> **Texte source**:
···

L'astrologue et le charlatan
Comme l’a montré l’historien François Furet en 1978, dès lors que la révolution française et l’avènement des droits de l’homme et du citoyen inaugurent la sécularisation de la conscience morale et la dissolution de la vie privée et sociale dans le domaine public (voir aujourd’hui la main mise de l’Etat à tous les niveaux de l’existence individuelle dès la naissance de l’enfant: santé et hôpitaux, éducation et écoles, patrimoine et banques…,), on peut se demander si l’État ne gagnerait pas aussi à gérer et contrôler l’astrologie qui a trait aux représentations mentales que la personne se fait d’elle-même et de son entourage, puisqu’elle renseigne d’abord –ou le devrait– sur le psychisme, sur l’équilibre des “pulsions” propres à chacun, sur l’énergie des désirs, et sur la perception intime Il faudrait pour cela que l’astrologie soit une discipline fiable, quelle soit en mesure de présenter des indications des résultats quantifiables et reproductibles, exploitables par les officiers de la pensée publique. Ce qui est loin d’être le cas, et fait de l’astrologie un savoir essentiellement insaisissable. D’où la relative liberté et autonomie des astrologues, qui vivent encore dans un no man’s land de la pensée exemptés des contrôles culturels qui touchent d’autres domaines. L’astrologie est une activité jouissive qui échappe au contrôle de l’Etat. La question que je ne cesse de me poser, quant est la suivante: Jusqu’où cette liberté est-elle souhaitable? L’astrologie est entrée aujourd’hui dans une phase féodale: partout de petits seigneurs locaux, des condottieres insoumis, rebelles à un quelconque dessein commun. Aucune autorité centrale. Mais l’astrologue - professionnel qui se retire, avec ses bibles et ses idoles, dans l’alcôve du cabinet de consultation, craignant qu’on lui ôte une partie de sa liberté, n’est-il pas en train de faire le jeu des charlatans?
D’où le paradoxe des associations de praticiens, des statuts et des codes de déontologie élaborés : Qui va définir les compétences d’un astrologue, et non celui-là ? D’après quel critère? - - Certainement pas en raison de l’application, invérifiable, de règles, hasardeuses, davantage motivées par les intérêts associatifs qu’établies pour éprouver les compétences réelles du prétendant. Avant de tester les candidats, ce sont les associa- fions et les écoles d’astrologie qu’il faudrait soumettre à l’examen!
L’astrologie est prise dans un étau, entre la désaffection des chercheurs et le mépris des intellectuels d’une part, et la rapacité des charlatans et des commerçants d’autre part, lesquels proclament, tout comme l’astrologue de cabinet, leur capacité à faire et à vendre de l’astrologie, à attirer et à satisfaire une clientèle. Qu’est-ce qui distingue le charlatan du praticien, s’ils tiennent le même discours, s’ils distribuent des chimères plus ou moins équivalentes, s’ils refusent les uns comme les autres d’apprendre et de se parfaire, s’ils adoptent une attitude strictement identique face à la recherche? L’argument d’autorité? Les coups de semonce des petites idoles de chapelles?

···

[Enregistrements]

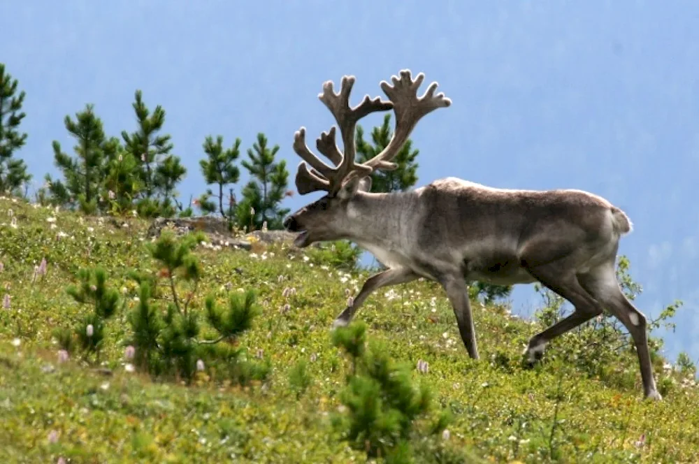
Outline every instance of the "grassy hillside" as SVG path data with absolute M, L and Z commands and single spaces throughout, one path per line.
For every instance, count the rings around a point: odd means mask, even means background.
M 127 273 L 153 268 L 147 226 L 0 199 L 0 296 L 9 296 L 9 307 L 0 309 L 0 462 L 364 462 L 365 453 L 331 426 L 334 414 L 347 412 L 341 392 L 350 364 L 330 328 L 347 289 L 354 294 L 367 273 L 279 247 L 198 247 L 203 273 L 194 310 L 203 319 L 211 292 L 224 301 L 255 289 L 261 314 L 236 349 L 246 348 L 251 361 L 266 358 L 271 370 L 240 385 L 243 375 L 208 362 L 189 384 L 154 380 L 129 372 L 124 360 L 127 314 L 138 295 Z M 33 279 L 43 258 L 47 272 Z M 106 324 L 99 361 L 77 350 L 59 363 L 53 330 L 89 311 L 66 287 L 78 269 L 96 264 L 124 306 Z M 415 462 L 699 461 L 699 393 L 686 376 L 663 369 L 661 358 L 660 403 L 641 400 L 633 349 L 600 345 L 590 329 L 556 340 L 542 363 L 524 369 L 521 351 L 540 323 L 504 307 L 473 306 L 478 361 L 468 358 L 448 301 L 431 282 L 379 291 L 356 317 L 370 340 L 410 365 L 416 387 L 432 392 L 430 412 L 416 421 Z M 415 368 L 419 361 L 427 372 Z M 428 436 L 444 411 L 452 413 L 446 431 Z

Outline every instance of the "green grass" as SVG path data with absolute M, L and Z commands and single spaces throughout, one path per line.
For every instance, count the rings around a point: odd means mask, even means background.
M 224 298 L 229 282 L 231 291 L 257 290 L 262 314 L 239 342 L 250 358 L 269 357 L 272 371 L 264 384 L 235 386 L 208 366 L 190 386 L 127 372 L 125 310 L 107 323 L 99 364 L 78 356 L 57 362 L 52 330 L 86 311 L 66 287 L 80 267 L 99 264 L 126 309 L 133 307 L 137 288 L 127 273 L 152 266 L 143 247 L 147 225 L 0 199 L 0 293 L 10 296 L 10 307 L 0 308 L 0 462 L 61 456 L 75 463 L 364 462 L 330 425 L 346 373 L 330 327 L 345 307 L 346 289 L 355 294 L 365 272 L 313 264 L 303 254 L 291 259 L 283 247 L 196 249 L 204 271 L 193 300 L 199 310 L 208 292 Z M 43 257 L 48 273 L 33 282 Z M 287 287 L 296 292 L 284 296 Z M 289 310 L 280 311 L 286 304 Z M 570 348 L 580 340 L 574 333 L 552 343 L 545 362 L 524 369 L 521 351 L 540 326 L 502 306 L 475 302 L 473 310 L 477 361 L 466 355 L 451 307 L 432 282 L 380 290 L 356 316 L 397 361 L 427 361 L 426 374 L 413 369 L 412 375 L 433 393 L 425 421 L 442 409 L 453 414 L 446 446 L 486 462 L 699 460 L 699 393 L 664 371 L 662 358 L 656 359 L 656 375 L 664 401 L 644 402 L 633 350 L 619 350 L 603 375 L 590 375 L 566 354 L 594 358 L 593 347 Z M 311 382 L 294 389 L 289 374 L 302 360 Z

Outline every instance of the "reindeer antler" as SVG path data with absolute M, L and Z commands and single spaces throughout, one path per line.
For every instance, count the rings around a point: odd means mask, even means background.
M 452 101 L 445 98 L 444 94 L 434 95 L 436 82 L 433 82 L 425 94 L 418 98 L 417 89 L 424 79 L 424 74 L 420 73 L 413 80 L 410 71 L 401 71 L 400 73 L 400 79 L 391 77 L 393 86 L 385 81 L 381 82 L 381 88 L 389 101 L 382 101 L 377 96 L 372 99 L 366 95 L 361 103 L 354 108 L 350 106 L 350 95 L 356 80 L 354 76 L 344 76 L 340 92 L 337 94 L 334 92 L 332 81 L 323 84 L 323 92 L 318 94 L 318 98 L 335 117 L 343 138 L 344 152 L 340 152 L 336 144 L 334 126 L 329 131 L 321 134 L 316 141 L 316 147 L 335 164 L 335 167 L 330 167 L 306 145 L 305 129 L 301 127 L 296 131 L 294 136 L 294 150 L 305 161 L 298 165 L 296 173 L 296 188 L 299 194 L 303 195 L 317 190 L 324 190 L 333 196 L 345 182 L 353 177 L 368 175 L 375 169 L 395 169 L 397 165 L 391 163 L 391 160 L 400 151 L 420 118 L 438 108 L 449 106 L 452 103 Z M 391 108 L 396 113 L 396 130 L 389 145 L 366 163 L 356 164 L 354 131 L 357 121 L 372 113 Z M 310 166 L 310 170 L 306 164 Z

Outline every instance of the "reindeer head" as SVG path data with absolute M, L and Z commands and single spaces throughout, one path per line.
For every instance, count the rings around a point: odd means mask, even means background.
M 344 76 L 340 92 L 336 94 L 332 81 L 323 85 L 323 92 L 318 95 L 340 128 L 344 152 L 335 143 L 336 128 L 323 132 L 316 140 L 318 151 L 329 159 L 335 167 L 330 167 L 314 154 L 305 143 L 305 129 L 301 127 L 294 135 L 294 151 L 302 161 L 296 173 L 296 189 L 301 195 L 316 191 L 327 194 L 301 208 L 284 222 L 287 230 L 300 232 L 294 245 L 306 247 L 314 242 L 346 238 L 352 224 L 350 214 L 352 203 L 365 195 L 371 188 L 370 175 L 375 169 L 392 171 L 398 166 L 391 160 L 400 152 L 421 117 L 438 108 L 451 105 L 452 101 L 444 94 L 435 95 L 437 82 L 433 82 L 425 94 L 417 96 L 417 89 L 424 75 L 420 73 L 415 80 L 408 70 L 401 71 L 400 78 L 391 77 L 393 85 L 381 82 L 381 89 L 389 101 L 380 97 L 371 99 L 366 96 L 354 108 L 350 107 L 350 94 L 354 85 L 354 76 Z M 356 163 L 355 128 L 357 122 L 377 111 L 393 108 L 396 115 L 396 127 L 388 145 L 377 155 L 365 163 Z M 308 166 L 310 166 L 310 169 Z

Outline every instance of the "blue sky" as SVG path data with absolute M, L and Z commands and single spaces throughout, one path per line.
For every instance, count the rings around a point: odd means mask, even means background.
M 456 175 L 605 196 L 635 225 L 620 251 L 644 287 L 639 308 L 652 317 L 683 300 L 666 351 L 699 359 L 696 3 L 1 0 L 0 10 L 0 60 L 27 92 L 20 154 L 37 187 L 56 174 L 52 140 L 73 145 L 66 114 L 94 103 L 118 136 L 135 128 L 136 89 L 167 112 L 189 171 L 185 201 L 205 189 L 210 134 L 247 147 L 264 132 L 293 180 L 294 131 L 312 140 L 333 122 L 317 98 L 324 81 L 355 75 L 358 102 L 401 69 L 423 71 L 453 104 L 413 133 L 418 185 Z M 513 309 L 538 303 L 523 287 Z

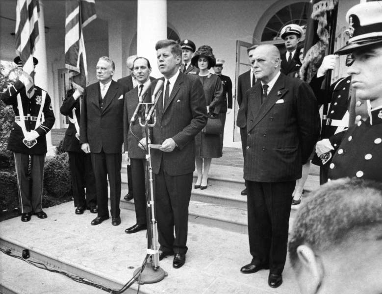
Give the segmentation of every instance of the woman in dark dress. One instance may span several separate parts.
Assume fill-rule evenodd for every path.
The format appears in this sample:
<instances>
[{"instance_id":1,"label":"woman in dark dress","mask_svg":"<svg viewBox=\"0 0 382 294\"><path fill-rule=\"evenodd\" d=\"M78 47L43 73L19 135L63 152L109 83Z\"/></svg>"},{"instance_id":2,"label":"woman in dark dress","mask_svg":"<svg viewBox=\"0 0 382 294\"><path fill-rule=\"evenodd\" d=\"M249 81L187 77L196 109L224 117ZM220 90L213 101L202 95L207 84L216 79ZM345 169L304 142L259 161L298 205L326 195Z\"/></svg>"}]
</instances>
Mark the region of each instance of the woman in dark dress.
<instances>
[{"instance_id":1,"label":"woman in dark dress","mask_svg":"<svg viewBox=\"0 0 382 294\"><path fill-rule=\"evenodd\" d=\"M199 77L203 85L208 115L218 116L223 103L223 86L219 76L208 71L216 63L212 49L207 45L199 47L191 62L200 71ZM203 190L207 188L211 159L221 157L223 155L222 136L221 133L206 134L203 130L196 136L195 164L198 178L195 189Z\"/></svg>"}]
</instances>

···

> **Exercice proposé 1**: Recopiez le passage du texte sur l'astrologie compris entre "D’où le paradoxe" et "soumettre à l’examen!", bornes incluses, en substituant "postulants" à "candidats".
> **Exercice proposé 2**:
Répondez aux questions suivantes d'après le texte sur l'astrologie.
(a) En quelle année l'historien François Furet a-t-il fait la démonstration évoquée au début ?
(b) Dans quelle phase l'astrologie est-elle entrée aujourd'hui ?
(c) D'un côté, l'astrologie subit la désaffection des chercheurs et le mépris des intellectuels. Qu'est-ce qui la prend dans l'étau de l'autre côté ?
Les enregistrements n'interviennent pas dans ce travail.

> **Réponse finale 1**:
D’où le paradoxe des associations de praticiens, des statuts et des codes de déontologie élaborés : Qui va définir les compétences d’un astrologue, et non celui-là ? D’après quel critère? - - Certainement pas en raison de l’application, invérifiable, de règles, hasardeuses, davantage motivées par les intérêts associatifs qu’établies pour éprouver les compétences réelles du prétendant. Avant de tester les postulants, ce sont les associa- fions et les écoles d’astrologie qu’il faudrait soumettre à l’examen!

> **Réponse finale 2**:
(a) En 1978.
(b) Dans une phase féodale.
(c) La rapacité des charlatans et des commerçants.